Promoted as a means of education, entertainment, and civic participation, popular lectures were a cornerstone of public life for many communities in the nineteenth century in the United States. Throughout his extensively researched and well-written book, Tom F. Wright draws from foundational literature that has primarily explored the lyceum as a common experience constitutive of national identity and culture. Yet Lecturing the Atlantic: Speech, Print, and an Anglo-American Commons, 1830–1870 demonstrates the significance of viewing nineteenth-century lecture culture through the lens of its transatlantic themes. Centering on what he calls the "Anglo-American commons," Wright contends that lecture performances thrived on what should be considered "a distinct category of civic orality that enacted key ideals of an enlarged but unevenly integrated public sphere; one with a productively ambivalent relationship to nationalism, cosmopolitanism, and empire" (3). His dive into a "deep archive of newspaper and periodical sources" allows Wright to explore audience accounts, journalist reviews, and transcripts of lectures that circulated in print (7). Therefore, Lecturing the Atlantic is an important addition that expands the research of comparative rhetoric in general and lecture culture in particular during this vibrant historical period.

^^^^

_SHORT PROBLEM:_
Answer from the review:
(a) What span of years does the book's title cover?
(b) What phrase does Wright use for the concept his study centers on?
(c) Which three kinds of material does his archive of newspaper and periodical sources let him explore?
The listing that follows has no connection to the review above.

^^^^

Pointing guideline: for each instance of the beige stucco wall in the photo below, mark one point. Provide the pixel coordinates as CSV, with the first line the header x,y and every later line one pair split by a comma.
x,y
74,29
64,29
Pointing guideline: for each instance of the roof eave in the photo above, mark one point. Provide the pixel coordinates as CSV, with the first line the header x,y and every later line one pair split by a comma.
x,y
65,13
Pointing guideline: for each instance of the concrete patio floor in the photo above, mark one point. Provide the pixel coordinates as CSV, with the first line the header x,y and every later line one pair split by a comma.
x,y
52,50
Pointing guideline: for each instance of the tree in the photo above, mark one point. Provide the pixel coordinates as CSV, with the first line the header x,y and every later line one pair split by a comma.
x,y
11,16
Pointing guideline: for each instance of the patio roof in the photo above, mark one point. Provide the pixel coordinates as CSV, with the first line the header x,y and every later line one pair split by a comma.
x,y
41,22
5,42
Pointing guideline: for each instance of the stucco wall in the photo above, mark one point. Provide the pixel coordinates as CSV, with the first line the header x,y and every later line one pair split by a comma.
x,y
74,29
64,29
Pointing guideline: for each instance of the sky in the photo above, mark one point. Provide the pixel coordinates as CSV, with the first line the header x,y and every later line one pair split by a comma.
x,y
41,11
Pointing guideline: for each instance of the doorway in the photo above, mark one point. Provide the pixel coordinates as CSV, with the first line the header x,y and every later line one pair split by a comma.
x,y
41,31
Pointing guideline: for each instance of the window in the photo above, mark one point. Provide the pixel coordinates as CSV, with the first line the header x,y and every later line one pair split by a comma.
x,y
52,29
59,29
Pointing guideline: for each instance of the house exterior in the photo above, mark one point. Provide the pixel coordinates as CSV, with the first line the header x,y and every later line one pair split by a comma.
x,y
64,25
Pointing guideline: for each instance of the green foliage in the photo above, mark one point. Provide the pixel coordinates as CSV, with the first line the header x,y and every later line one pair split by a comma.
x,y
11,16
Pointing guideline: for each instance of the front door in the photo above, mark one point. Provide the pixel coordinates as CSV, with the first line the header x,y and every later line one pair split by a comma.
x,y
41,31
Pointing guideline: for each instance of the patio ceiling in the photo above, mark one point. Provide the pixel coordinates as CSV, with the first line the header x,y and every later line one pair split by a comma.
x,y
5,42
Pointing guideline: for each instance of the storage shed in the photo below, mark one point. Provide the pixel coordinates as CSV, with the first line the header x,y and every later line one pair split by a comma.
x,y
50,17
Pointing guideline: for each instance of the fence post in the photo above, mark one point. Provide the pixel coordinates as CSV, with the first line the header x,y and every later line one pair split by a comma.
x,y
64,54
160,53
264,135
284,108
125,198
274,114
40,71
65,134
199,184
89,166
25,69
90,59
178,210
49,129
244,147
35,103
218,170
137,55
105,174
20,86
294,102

^^^^

_EXERCISE SOLUTION:_
(a) 1830–1870.
(b) The "Anglo-American commons."
(c) Audience accounts, journalist reviews, and transcripts of lectures that circulated in print.